▶ _Selected extract_
Start of Block
Orange Ribbons for a Better Institute
Guest Column Jeremy H. Brown
Rush '98 was designed by a committee with no student members, but that's not the point. President Vest's decree that as of 2001 freshmen will be forced to live in dormitories overrode a painfully achieved consensus between students and faculty, but that's not the point. Dorm Rush is probably going away too, but that's not the point. If you throw a party, you have to hire so many Campus Police that even they grumble because it's a waste of their time, but that's not the point. If you call for medical help for your drunken friend, he's going to get slapped with the alcohol policy, but that's not the point either.
I happen to think that all these things are bad news. Although you may not mind some of the policies, I suspect that you agree with me on a bunch of them, and you're probably none too fond of the way any of them came into being. There's also a good chance you can list off another half dozen problem points I didn't think of.
So even though you and I don't agree on each and every specific point, we almost certainly agree on the overarching problem - the MIT administration is piece-by-piece screwing up MIT. They're screwing up by setting policies to treat MIT undergraduates as infants, by caving in to pressure from the media, and by concerning themselves more with avoiding litigation than with the real mission of education. In the case of medical transport, they are even jeopardizing basic safety, since no person should ever have to worry that by calling for help, he or she is getting a friend or himself or herself in trouble. Policy after policy is being passed in direct defiance of clearly stated student wishes, and most of these policies are stinkers.
Students try, over and over, to work with the administration, with faculty, with whomever is working to change some aspect of MIT. But in spite of all that - town meetings and luncheons, Undergraduate Association slime and Graduate Student Council whines, good-faith agreements and a slap on the back - students are ignored when the final decision comes down from on high with stunning, agonizing, and ultimately numbing regularity.
"Working within the system" has bought us nothing. "Compromising strategically" has bought us nothing. And certainly apathy has bought us nothing. It's time for some antagonism, some ire, some anger. It's time to show the administration that we students care about MIT, that all our kvetching aside, we love this place and our experiences here, and we hate what we see the administration doing to MIT and the experiences to be had by the next wave of MIT students.
And that, to me, is the point of the Orange Ribbon campaign. An orange ribbon is a token of anti-apathy. It is a way to say "I'm here. I care. I'm angry about the mismanagement of MIT." It doesn't interrupt lectures, disrupt meetings, or take hours away from classes, de-stressing, or sleep. But if my experiences wearing a ribbon around campus are representative, it does get attention and provoke discussion from students, faculty, and staff.
End of Block
▶ _Items from a dataset_
Start of Block
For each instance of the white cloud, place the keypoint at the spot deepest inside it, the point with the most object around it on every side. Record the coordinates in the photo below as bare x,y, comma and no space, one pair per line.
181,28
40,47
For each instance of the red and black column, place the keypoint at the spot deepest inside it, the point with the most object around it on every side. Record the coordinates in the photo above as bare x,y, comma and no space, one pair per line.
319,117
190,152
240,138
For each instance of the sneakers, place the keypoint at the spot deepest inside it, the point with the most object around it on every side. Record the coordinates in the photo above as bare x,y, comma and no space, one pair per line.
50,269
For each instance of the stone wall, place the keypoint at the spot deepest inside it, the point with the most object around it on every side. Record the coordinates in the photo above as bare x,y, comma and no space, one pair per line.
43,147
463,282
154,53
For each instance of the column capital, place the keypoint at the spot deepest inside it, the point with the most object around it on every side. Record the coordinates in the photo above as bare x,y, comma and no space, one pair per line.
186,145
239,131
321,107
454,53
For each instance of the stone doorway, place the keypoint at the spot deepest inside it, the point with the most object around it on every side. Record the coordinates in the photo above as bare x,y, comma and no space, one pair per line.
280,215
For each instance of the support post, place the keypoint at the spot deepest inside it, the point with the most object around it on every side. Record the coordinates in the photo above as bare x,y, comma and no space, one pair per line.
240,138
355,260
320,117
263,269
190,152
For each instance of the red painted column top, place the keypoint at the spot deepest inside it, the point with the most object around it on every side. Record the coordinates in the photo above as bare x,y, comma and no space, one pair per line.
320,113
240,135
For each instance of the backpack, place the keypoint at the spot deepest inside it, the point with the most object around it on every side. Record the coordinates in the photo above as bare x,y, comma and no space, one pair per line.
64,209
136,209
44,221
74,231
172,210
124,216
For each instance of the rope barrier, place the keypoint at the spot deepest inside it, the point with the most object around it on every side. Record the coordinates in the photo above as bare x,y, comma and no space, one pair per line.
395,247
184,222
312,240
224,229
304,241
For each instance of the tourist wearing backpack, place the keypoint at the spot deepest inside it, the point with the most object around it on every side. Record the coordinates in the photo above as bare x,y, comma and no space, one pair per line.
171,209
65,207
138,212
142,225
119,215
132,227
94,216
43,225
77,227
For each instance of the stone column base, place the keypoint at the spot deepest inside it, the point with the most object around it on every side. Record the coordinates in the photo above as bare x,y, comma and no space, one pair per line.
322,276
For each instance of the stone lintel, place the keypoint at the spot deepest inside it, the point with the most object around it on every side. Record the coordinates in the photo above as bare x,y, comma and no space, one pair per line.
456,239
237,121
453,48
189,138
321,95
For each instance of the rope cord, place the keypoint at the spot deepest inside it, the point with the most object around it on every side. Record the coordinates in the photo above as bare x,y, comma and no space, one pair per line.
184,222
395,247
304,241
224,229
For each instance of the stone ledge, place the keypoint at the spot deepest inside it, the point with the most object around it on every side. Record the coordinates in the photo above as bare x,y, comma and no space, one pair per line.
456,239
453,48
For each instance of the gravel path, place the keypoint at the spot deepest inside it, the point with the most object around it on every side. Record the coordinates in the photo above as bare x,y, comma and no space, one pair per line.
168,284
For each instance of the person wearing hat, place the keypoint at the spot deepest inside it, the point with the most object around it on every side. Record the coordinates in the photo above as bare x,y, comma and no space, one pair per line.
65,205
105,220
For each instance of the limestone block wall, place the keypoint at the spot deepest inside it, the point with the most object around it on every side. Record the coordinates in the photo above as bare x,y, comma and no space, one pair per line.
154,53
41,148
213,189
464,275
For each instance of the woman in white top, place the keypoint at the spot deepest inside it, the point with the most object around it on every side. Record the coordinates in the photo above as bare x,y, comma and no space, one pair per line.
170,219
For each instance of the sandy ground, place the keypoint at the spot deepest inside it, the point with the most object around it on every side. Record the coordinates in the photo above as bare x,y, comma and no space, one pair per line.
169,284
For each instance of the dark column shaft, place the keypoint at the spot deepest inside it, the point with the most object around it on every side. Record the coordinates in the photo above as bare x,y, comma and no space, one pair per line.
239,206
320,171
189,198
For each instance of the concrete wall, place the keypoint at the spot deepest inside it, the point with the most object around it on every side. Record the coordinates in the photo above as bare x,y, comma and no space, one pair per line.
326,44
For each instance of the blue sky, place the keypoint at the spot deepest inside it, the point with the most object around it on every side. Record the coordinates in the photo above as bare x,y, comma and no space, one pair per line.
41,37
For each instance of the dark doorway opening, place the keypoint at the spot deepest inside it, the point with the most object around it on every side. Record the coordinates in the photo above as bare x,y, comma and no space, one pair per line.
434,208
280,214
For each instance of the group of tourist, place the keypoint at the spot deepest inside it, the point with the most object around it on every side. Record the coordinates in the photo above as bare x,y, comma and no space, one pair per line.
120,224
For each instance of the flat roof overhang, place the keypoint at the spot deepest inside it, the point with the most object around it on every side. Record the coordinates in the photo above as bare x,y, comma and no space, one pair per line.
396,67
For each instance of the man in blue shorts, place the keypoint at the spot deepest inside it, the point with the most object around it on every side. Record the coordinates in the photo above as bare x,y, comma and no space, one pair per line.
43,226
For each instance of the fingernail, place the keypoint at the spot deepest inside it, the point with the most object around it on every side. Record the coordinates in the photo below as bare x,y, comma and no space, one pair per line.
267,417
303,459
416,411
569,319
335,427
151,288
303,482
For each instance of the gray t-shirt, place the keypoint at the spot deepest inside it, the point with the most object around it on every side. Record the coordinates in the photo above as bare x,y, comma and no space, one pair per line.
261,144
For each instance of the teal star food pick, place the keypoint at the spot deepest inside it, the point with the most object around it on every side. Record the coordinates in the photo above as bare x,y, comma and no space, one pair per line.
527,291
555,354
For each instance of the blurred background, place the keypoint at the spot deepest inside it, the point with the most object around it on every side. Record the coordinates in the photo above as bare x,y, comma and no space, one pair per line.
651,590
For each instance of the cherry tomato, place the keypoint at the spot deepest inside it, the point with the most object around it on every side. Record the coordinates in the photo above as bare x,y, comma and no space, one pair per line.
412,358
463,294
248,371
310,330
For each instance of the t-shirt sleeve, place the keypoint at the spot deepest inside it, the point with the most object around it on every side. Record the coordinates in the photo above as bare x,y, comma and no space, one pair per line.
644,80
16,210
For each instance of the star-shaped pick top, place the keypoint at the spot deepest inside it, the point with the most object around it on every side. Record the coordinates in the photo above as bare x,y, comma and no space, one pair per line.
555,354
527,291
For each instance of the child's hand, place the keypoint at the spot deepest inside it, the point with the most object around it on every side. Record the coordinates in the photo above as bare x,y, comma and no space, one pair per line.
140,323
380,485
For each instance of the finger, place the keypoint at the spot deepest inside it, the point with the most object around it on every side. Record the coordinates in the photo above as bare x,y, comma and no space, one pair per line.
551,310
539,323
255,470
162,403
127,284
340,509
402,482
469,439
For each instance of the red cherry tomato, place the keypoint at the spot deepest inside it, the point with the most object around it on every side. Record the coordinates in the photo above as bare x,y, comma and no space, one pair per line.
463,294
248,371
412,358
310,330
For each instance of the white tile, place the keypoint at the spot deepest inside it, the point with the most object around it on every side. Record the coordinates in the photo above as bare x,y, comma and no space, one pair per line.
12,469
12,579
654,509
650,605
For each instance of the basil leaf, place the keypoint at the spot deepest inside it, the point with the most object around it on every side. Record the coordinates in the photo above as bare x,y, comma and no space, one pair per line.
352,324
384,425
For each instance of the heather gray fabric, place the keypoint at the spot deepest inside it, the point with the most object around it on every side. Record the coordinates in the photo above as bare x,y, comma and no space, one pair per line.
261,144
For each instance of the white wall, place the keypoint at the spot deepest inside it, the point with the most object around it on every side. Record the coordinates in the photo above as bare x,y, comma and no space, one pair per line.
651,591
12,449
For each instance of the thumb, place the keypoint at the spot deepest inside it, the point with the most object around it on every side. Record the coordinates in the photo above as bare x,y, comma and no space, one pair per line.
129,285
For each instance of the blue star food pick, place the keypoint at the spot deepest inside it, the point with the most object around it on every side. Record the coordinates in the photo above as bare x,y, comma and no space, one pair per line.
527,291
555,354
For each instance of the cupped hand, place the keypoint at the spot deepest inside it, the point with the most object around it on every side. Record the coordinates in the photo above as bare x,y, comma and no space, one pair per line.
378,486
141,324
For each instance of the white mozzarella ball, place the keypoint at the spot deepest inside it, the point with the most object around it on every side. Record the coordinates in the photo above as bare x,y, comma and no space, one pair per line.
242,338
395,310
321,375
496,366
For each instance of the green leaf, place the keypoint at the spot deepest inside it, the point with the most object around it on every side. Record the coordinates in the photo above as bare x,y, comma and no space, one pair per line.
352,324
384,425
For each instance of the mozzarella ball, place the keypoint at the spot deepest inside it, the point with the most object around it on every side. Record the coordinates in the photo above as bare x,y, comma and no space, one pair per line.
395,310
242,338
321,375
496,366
End of Block
Start of Block
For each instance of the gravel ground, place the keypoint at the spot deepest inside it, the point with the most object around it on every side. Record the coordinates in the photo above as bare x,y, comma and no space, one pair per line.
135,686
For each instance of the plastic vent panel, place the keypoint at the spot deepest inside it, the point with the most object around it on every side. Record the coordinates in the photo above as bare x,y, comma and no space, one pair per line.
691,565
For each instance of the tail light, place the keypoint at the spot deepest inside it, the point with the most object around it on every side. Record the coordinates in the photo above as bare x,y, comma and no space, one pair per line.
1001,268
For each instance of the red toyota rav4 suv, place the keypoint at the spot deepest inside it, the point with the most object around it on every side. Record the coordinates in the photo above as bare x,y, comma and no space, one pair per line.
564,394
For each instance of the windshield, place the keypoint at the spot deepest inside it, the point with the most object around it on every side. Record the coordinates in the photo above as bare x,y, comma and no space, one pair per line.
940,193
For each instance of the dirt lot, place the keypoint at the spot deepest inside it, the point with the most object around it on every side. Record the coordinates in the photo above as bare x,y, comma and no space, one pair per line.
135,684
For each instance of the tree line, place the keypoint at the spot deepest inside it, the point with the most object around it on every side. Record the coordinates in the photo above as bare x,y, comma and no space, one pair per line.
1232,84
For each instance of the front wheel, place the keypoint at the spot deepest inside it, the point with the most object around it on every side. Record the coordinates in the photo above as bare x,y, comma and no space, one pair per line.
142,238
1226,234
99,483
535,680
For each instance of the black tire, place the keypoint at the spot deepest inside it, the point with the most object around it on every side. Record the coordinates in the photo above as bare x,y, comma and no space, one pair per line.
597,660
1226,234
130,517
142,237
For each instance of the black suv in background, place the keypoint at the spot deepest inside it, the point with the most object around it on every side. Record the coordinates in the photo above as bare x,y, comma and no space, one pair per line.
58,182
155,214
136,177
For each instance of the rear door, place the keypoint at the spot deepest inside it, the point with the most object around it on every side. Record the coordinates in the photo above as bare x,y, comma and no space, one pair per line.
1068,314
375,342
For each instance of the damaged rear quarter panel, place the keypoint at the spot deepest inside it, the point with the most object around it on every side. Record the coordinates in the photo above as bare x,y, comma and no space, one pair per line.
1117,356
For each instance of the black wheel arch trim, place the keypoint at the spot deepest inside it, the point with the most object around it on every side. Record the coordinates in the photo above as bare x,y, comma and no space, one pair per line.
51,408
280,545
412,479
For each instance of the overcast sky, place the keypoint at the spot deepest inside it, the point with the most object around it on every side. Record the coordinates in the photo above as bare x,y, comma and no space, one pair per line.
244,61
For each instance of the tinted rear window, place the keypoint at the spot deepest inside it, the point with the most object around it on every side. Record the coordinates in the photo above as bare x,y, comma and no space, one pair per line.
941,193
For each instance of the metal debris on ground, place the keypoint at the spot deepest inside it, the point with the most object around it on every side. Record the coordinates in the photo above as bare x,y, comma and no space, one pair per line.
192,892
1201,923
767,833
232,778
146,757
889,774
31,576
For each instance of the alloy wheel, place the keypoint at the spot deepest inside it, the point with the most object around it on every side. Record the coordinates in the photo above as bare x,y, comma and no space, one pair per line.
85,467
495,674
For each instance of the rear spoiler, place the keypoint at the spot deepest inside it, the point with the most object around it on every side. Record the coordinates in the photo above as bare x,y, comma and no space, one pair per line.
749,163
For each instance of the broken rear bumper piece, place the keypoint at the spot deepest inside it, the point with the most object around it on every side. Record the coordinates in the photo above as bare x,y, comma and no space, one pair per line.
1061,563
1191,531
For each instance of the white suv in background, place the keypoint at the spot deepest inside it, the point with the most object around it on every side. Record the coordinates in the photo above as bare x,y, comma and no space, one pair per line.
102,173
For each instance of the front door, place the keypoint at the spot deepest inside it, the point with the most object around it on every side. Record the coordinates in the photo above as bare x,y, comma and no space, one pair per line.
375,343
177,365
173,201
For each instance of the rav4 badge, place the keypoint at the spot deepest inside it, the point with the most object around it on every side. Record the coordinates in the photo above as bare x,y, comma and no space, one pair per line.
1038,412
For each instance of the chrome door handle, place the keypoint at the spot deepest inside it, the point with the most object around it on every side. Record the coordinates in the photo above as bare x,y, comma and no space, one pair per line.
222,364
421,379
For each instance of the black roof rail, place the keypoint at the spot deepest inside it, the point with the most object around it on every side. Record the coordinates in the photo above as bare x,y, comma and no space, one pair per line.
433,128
End of Block
Start of Block
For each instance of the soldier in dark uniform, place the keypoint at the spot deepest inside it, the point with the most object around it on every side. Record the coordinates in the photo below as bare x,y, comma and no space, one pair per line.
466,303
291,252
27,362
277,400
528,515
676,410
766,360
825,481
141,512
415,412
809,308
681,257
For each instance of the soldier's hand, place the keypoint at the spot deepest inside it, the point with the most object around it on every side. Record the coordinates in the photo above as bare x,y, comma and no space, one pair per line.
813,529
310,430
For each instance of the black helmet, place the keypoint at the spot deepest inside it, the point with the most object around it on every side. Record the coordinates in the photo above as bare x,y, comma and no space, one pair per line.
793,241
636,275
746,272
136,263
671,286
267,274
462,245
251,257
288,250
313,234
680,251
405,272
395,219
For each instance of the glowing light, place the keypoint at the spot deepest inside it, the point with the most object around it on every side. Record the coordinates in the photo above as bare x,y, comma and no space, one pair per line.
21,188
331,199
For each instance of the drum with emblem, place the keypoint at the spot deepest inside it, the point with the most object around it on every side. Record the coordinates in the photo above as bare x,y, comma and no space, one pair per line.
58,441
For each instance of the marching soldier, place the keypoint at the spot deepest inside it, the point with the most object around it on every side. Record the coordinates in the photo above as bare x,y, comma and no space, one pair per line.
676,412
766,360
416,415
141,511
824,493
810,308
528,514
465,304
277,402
End of Block
▶ _Tasks and exercises_
- a) In the column, what is an orange ribbon called a token of?
- b) Give the column's passage from "So even though" to "policies are stinkers." again, swapping "litigation" for "lawsuits".

▶ _Solved tasks_
- a) Anti-apathy.

- b)
So even though you and I don't agree on each and every specific point, we almost certainly agree on the overarching problem - the MIT administration is piece-by-piece screwing up MIT. They're screwing up by setting policies to treat MIT undergraduates as infants, by caving in to pressure from the media, and by concerning themselves more with avoiding lawsuits than with the real mission of education. In the case of medical transport, they are even jeopardizing basic safety, since no person should ever have to worry that by calling for help, he or she is getting a friend or himself or herself in trouble. Policy after policy is being passed in direct defiance of clearly stated student wishes, and most of these policies are stinkers.